Start of TEXT TO READ

Saturday, 10 August 2013

Top 10+ SQL Optimization Tips | DB2 Performance Tips.

In today's SQL optimization tips tutorial, you will learn the top 10 DB2 performance tips that developers can do in their SQL code to ensure better performance. In reality, 90% of the runtime problems in relational database management systems (RDBMS) are typically due to 10% of application issues.

Today's DB2 optimizes plays a vital role in selecting the correct access paths to fulfill SQL requests, but it can never be 100% correct. SQL performance tuning efforts are directly related to CPU usage, I/O, and concurrency. Most of the tips discussed in this tutorial are specific to SQL coding, but all tips are related to performance and tuning.

What is SQL Optimization or DB2 SQL Performace Tuning?


The DB2 optimizer does most of the optimization work but it's not sufficient. In laymen term, SQL optimization is a collection of techniques that are used to tweak the SQL query, so that data can be retrieved in an effective way from the DB2 database.

Is DB2 SQL Query Tuning really require?


Well, the answer is yes. As a programmer, you definitely need some sort of SQL performance tuning. Poorly coded programs or improperly coded SQL statements are most often the culprits causing poor performance of an application in production.

The SQL language seems quite easy to learn and master, but there are many inefficiencies in how the DB2 optimizer handles the language when it comes to performance. Developers, testers, DBAs, and business analysts alike will all benefit from this book, which provides many tips specific to coding proper SQL for efficiency.

What are the most common causes of poor performance in an application, program, or query?


  • Poor database design
  • Poor application design
  • Poorly structured SQL queries
  • Poor/inadequate catalog statistics
  • Poor allocation of system type resources such as buffer pools, RID pools, and logging of records

These are some of the ways you can address poor optimization:

  • Rewrite queries a different way
  • Rewrite predicates in a query differently
  • Change the design of the database objects
  • Change the design of the database partitioning
  • Add a partitioning strategy to an already existing table
  • Manipulate, modify, or enhance catalog statistics to account for the addition of nonstandard statistics
  • Modify system resources

Always remember that the DB2 optimizer simply does the following:

  • Accepts SQL queries
  • Validates syntax
  • Validates against the DB2 catalog
  • Checks catalog statistics against objects in a query
  • Applies costs to all different access path scenarios

#Tips 1: Eradicate any/all Scalar Functions Coded on Columns in Predicates.

End of TEXT TO READ

DIRECTIONS -
a – Extract each line of the records that contains the word "face", matching case exactly.
b – Write the next part of the DB2 SQL optimization tutorial, picking up after its last line.

Start of RECORDS SUPPLIED

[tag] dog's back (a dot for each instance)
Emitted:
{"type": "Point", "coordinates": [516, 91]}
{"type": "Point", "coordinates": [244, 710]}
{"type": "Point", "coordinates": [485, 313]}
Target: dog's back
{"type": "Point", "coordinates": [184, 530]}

End of RECORDS SUPPLIED
Start of RECORDS SUPPLIED

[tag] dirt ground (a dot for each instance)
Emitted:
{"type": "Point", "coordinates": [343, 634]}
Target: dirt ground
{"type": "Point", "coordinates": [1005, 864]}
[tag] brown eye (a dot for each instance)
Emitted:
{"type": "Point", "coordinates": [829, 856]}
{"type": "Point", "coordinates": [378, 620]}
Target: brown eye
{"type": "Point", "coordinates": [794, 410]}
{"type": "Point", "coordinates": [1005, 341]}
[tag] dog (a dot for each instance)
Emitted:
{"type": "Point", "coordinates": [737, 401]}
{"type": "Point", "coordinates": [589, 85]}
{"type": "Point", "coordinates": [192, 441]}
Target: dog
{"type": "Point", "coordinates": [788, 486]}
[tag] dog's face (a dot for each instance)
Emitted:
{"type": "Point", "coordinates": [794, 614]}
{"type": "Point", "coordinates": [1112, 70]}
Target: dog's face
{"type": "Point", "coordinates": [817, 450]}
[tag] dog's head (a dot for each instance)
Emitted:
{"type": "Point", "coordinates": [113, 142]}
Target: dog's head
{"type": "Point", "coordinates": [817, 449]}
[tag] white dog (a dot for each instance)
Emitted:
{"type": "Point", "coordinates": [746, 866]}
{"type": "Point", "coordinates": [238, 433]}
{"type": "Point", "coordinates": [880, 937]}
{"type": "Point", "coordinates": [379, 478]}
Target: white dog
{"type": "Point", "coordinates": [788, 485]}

End of RECORDS SUPPLIED

ANSWERS BY TASK -
a –
[tag] dog's face (a dot for each instance)
Target: dog's face

b –
Keep in mind that scalar functions are perfectly fine when placed on columns in the Select portion of an SQL statement, but they will automatically make a predicate non-indexable and stage 2 if used on columns in the Where portion. For example:

SELECT EMPNO, LASTNAME
FROM EMP
WHERE YEAR(HIREDATE) = 2019

Optimized SQL:

SELECT EMPNO, LASTNAME
FROM EMP
WHERE HIREDATE BETWEEN '2018-01-01' and '2018-12-31'

Once you rewrite this statement, as shown above, DB2 can choose to use an index on the column HIREDATE if one exists. Having it coded with the YEAR function in the predicate will not allow DB2 to use an index for that column.

#Tips 2: Remove Any/All Mathematics Coded on Columns in Predicates.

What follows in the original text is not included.